◆ MATERIAL TO PROCESS
+-------+
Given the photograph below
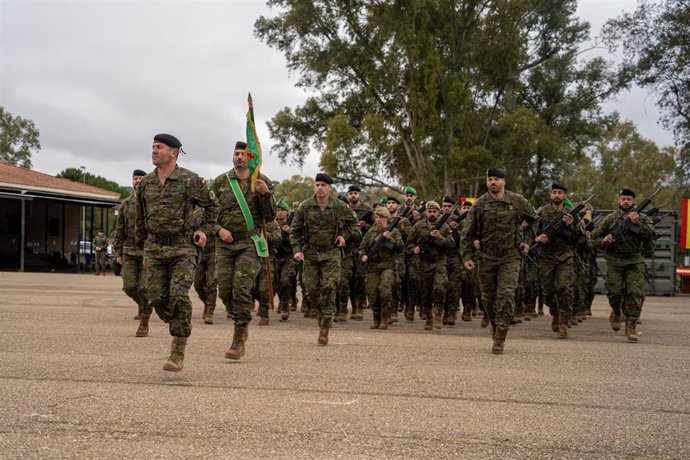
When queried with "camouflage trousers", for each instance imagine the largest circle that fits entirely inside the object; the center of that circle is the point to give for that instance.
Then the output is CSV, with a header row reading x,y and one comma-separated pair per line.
x,y
286,270
133,282
205,283
498,279
346,277
625,286
557,279
433,278
321,272
237,266
380,280
168,280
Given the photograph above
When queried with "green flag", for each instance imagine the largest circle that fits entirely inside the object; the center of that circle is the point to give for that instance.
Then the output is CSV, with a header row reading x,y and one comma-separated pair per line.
x,y
253,146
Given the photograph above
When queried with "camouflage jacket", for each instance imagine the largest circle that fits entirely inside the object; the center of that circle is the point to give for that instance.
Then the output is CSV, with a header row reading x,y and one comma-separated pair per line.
x,y
164,213
230,217
631,249
496,224
316,229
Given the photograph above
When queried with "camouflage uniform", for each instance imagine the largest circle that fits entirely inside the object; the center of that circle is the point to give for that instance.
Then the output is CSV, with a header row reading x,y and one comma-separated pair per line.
x,y
433,276
557,266
380,276
164,227
100,244
205,283
625,264
132,256
496,224
237,263
313,232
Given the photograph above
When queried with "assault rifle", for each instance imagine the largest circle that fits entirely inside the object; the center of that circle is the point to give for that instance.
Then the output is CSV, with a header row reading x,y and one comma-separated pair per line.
x,y
380,241
559,227
425,240
619,230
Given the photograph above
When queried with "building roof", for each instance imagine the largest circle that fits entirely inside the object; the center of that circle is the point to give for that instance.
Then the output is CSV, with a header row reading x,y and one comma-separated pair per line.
x,y
15,179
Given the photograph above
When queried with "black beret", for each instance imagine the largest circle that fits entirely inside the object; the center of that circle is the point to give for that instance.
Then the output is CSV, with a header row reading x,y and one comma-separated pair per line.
x,y
495,172
626,192
323,177
168,139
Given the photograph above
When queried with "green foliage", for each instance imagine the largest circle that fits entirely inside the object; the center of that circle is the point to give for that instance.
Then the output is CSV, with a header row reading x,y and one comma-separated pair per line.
x,y
655,40
75,174
297,188
18,139
423,92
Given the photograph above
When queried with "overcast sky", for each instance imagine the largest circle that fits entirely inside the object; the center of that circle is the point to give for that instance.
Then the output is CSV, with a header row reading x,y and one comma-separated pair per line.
x,y
100,78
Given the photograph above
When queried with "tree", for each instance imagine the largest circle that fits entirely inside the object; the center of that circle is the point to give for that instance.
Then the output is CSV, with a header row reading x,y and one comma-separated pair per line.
x,y
18,139
415,92
655,40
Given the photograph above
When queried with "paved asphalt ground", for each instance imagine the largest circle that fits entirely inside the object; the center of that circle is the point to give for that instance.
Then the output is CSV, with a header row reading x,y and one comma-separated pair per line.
x,y
76,383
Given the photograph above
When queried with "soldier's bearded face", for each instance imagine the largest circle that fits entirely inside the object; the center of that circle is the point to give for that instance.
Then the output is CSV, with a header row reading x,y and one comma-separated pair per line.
x,y
557,196
495,184
239,159
162,154
625,202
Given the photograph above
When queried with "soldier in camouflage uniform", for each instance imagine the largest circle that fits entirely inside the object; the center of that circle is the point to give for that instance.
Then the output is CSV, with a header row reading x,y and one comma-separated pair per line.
x,y
354,271
285,264
625,262
131,257
165,229
261,291
205,283
321,226
240,241
433,276
100,245
453,267
493,231
380,263
556,257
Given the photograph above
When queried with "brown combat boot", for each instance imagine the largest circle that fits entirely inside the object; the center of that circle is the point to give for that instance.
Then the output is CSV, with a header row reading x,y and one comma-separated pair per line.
x,y
437,315
263,313
630,329
236,350
143,329
325,324
377,320
499,340
615,320
385,319
175,361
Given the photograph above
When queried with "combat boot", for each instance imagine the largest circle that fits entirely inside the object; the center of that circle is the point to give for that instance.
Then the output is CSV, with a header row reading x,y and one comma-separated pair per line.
x,y
263,313
499,340
630,329
143,329
615,320
175,361
325,324
385,319
236,350
437,313
377,320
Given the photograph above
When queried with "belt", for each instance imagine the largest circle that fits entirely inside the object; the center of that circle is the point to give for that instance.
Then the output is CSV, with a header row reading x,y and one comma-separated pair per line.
x,y
168,240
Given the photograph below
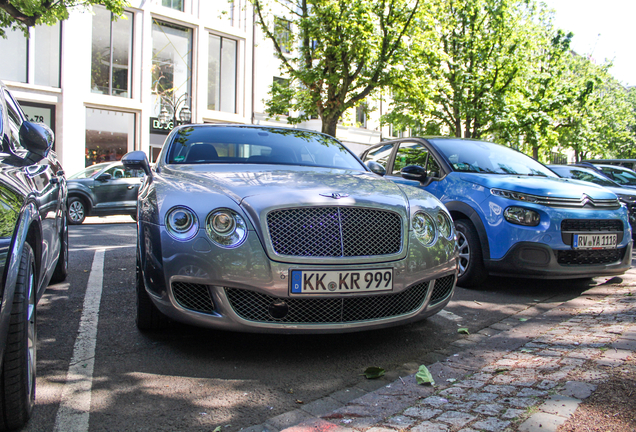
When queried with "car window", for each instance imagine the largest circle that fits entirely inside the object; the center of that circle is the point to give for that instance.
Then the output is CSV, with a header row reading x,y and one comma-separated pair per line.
x,y
120,171
590,176
380,155
488,158
89,171
620,176
210,145
410,153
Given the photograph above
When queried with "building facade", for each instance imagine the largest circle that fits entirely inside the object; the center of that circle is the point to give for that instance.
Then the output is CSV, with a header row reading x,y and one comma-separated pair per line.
x,y
108,86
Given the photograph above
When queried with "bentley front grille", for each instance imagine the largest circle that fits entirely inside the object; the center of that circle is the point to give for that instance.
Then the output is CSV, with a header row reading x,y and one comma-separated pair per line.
x,y
253,306
442,289
335,232
195,297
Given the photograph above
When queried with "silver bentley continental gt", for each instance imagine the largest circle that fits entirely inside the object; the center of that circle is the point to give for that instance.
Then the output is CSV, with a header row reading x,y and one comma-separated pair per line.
x,y
270,229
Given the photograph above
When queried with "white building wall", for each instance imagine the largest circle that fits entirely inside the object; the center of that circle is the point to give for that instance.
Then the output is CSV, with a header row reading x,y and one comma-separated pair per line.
x,y
256,68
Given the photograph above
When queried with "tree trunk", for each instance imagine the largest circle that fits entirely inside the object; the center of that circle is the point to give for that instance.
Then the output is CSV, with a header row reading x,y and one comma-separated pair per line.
x,y
330,125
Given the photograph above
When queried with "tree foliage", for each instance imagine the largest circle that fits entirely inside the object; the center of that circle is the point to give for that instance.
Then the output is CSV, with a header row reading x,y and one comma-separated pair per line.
x,y
21,14
337,53
465,59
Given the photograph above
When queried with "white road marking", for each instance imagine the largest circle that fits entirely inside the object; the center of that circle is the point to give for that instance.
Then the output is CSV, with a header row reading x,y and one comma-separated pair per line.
x,y
75,405
449,315
101,248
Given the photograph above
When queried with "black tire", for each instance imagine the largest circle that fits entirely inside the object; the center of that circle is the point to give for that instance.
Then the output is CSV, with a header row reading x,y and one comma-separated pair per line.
x,y
17,375
148,318
76,211
472,271
61,268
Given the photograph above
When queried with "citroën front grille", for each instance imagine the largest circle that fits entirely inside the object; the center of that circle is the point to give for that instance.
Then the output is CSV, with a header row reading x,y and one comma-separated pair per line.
x,y
335,232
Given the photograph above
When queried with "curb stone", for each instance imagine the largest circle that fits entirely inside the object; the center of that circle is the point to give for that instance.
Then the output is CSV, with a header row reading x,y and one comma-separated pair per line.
x,y
515,379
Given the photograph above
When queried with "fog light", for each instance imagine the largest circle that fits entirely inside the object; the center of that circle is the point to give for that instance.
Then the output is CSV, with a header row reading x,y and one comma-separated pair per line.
x,y
522,216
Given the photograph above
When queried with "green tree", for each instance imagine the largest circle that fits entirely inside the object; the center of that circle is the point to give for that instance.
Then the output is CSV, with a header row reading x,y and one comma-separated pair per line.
x,y
466,59
597,122
21,14
334,52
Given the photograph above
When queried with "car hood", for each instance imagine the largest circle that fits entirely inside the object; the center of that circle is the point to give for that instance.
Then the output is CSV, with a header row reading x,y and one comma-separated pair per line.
x,y
541,186
273,185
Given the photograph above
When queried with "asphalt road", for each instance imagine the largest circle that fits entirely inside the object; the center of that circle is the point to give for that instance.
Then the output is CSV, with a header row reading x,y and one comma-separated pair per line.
x,y
198,379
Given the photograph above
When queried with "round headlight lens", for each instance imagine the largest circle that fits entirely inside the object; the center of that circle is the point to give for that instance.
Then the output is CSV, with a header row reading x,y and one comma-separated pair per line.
x,y
424,228
226,228
182,223
444,225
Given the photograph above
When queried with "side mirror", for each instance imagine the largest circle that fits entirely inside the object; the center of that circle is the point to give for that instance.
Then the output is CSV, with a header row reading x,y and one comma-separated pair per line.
x,y
104,177
376,168
414,172
37,138
137,160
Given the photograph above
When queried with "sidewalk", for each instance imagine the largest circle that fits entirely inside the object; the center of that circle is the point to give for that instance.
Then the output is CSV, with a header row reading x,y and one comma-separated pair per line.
x,y
526,373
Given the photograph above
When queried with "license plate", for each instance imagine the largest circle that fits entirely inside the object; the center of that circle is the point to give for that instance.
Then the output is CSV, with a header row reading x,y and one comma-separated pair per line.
x,y
340,282
595,241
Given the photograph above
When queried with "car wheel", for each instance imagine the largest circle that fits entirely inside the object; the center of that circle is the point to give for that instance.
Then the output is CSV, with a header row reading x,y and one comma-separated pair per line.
x,y
17,376
148,316
472,271
76,211
61,268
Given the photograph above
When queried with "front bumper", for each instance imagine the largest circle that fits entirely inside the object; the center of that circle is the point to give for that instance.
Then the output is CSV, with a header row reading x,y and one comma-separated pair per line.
x,y
537,260
242,289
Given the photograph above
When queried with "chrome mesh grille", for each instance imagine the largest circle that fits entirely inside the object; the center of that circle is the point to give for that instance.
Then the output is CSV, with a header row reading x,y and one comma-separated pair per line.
x,y
194,297
442,289
335,232
599,225
253,306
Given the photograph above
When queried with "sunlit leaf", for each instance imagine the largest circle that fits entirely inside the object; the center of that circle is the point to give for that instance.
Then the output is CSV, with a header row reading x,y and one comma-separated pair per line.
x,y
423,376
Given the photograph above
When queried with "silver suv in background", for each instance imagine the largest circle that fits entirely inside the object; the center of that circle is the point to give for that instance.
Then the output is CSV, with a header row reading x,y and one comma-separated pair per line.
x,y
103,189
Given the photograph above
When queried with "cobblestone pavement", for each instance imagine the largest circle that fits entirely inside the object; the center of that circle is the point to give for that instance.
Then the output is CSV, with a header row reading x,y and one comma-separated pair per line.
x,y
526,373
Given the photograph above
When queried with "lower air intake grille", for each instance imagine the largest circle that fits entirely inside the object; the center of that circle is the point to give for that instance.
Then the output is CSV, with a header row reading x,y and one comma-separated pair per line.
x,y
587,257
194,297
254,306
442,289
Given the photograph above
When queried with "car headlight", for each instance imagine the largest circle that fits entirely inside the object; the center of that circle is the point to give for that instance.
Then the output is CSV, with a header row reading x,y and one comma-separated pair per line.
x,y
444,225
424,228
226,228
182,223
515,195
522,216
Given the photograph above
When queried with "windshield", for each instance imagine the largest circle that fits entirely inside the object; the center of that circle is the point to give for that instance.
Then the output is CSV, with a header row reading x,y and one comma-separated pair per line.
x,y
583,174
622,176
250,145
90,171
488,158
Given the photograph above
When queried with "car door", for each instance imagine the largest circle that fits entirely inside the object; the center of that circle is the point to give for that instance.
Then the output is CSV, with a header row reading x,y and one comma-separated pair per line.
x,y
115,189
395,155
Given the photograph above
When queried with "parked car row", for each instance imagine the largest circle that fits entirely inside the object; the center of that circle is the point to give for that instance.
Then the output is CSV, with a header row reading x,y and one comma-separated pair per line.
x,y
513,215
272,229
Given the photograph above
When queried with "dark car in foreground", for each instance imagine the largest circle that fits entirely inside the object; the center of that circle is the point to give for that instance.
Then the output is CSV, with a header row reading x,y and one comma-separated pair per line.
x,y
514,217
33,250
625,194
103,189
264,229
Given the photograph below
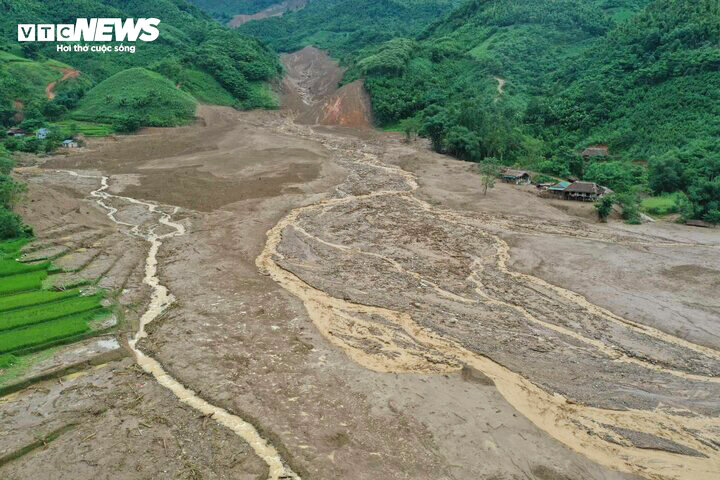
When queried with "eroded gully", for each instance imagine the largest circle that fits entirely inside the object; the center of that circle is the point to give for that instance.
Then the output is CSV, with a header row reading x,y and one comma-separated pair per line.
x,y
579,427
160,300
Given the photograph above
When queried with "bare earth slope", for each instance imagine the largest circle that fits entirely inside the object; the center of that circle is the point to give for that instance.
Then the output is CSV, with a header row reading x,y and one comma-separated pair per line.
x,y
373,316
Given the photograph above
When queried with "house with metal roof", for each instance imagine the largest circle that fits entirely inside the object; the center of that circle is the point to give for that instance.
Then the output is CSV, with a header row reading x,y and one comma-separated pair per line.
x,y
584,191
518,177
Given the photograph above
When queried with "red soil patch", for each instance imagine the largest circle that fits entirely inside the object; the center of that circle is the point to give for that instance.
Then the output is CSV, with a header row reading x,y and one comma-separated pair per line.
x,y
311,91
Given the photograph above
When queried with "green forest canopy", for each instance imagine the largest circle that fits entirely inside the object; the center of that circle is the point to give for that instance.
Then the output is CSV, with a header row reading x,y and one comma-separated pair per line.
x,y
642,76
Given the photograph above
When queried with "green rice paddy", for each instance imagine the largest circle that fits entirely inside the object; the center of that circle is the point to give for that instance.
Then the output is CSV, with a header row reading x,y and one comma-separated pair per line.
x,y
32,318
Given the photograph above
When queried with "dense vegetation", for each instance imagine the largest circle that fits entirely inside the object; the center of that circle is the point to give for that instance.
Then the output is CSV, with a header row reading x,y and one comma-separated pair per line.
x,y
194,59
642,76
11,192
206,60
224,10
32,318
151,98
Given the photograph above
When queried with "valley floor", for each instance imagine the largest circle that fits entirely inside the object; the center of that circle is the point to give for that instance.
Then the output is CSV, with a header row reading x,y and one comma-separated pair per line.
x,y
368,312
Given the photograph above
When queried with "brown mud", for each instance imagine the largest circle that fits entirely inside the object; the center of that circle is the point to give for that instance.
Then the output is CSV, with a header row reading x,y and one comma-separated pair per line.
x,y
370,314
+-------+
◆ WHAT YOU NEED TO DO
Extract every line of the listing above that contains the word "black".

◆ FINISHED TASK
When queried with "black beret", for each instance imagine the largest circle that fits entirely inside the object; the center of that circle is the point to give for that instance.
When queried with "black tire", for each instance imagine the largest circle that fits entirely inside the object; the center of that circle is the point to give for that instance.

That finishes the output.